======== Data for the task

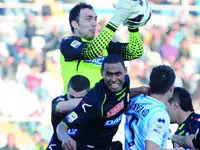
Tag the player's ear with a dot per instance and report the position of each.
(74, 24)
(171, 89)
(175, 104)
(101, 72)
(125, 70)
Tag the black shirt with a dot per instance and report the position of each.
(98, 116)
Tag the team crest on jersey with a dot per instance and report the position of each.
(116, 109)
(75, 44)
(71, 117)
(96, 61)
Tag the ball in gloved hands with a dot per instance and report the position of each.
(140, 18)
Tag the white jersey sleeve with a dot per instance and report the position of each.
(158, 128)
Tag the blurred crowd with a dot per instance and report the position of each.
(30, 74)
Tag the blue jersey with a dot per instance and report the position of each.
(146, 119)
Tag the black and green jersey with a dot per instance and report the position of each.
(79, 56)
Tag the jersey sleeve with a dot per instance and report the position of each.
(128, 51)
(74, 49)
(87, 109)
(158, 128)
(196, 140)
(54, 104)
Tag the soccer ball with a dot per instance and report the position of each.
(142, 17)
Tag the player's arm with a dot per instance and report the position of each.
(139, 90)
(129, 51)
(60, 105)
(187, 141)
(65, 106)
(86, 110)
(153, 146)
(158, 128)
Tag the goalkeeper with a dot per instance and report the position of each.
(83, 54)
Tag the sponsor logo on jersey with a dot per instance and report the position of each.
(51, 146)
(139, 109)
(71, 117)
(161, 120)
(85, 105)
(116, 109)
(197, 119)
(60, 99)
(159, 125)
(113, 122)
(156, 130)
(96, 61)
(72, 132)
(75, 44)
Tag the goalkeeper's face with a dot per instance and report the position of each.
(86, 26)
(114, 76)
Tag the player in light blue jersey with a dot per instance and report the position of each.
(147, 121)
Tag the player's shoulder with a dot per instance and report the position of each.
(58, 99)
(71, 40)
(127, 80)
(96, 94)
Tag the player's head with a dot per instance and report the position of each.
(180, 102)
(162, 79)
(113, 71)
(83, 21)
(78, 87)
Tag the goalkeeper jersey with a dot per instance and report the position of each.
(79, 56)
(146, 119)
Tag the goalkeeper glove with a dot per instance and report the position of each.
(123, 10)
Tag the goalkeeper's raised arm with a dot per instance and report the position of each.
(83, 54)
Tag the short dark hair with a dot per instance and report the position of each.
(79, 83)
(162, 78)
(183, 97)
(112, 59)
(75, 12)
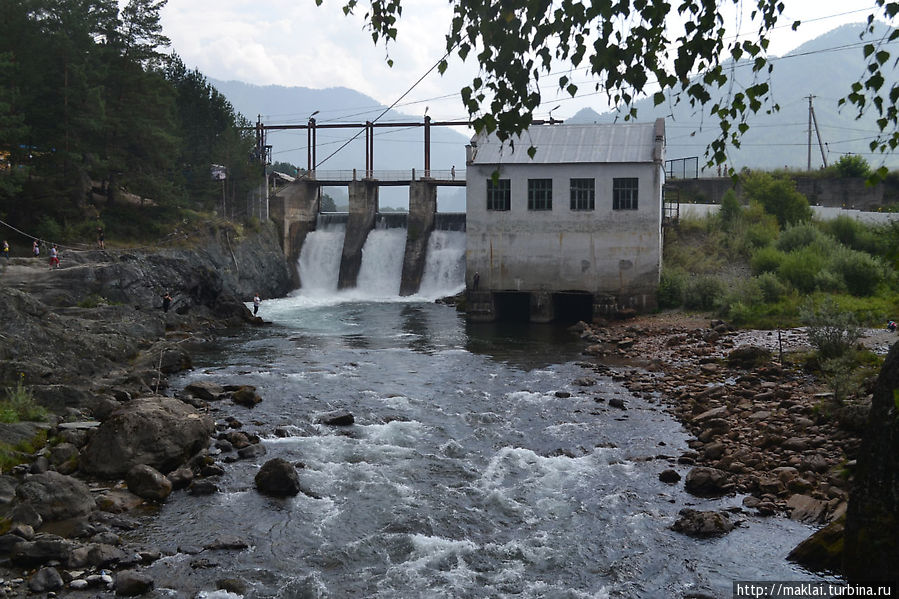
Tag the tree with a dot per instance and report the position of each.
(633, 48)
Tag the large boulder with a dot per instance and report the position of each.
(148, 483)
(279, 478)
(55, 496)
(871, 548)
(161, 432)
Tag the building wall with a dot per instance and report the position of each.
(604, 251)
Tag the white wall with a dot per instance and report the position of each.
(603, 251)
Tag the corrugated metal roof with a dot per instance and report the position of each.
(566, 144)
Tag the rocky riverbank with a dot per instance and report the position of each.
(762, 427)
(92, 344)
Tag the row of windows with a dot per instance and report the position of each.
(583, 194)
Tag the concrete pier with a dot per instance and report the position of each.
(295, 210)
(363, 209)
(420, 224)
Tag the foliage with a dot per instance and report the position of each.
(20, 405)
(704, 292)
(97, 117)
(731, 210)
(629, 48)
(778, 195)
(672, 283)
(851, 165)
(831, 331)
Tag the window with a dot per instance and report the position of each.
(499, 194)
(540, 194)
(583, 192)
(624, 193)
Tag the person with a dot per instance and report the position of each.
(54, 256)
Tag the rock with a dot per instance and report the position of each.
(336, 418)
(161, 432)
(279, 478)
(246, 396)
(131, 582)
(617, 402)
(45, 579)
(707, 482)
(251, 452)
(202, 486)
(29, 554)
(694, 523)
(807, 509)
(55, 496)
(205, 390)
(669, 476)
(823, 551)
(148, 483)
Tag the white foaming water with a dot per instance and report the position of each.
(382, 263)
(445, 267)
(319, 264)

================
======== Data for the task

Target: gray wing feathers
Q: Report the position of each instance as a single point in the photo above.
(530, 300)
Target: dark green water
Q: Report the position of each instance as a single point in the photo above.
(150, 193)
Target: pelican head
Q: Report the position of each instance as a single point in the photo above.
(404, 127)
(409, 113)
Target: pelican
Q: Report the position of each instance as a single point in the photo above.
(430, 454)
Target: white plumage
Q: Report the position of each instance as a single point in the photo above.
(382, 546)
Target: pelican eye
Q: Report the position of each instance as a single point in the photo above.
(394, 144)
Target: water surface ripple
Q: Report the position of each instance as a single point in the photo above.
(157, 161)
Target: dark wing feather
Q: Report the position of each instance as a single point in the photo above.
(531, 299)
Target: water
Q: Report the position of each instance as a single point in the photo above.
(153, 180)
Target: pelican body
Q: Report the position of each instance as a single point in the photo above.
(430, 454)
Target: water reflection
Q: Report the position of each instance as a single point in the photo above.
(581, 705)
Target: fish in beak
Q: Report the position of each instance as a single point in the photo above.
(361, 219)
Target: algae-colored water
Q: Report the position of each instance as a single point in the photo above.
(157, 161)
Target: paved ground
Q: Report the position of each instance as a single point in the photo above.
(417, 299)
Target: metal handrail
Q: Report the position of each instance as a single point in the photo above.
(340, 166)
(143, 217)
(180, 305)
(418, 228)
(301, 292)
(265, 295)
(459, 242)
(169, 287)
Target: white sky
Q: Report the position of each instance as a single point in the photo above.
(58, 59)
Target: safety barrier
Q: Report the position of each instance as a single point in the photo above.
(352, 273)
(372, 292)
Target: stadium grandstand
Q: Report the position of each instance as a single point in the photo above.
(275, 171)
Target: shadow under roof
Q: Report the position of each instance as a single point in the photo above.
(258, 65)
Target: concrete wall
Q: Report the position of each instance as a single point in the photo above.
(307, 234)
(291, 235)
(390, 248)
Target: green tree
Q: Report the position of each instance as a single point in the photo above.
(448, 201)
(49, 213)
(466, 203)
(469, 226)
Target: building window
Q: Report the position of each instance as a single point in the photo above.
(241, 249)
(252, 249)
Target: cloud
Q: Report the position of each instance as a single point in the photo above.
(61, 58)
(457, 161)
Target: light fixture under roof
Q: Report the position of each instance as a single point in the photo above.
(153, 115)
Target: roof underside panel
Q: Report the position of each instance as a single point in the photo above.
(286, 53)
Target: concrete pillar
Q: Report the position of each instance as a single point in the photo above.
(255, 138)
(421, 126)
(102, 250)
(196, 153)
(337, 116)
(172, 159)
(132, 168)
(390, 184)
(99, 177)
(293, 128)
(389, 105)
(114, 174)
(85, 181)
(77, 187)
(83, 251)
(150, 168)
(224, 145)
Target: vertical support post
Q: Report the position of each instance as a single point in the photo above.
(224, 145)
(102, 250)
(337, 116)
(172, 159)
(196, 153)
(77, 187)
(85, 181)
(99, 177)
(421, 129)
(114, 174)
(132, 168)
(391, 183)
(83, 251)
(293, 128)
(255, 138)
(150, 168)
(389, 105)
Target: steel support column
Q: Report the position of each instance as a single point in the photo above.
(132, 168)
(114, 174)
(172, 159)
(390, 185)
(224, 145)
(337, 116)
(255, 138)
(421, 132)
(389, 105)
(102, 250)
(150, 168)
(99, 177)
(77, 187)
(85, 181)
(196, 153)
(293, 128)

================
======== Data for the task

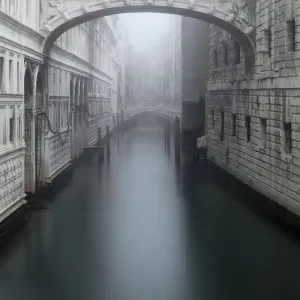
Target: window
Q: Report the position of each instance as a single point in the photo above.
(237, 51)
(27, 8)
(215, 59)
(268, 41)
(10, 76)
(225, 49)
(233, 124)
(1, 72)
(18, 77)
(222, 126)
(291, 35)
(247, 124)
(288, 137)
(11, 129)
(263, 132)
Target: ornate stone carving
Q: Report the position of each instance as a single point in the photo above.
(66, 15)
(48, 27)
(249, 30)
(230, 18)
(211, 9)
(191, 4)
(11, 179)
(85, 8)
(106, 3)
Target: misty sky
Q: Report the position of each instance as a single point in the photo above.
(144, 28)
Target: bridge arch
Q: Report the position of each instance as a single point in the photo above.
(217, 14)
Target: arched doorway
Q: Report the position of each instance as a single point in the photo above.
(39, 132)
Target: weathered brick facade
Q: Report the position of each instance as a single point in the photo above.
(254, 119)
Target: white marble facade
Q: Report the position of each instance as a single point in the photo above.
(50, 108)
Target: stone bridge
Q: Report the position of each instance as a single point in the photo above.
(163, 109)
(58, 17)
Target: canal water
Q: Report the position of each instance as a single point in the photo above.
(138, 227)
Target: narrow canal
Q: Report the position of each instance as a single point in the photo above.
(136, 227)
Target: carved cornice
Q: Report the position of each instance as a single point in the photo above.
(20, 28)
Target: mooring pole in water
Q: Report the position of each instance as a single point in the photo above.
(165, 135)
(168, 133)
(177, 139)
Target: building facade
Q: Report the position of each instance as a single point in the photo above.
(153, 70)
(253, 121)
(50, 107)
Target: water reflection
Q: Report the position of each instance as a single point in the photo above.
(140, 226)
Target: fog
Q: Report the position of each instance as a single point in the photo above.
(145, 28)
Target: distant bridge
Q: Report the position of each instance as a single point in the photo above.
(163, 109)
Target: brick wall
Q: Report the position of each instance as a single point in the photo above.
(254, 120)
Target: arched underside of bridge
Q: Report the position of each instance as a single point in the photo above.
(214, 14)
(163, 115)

================

== What to work on ==
Count the lines above that contain the word "ball", treating uppercase and lowercase as different, and reply with the number only.

== The reply ==
2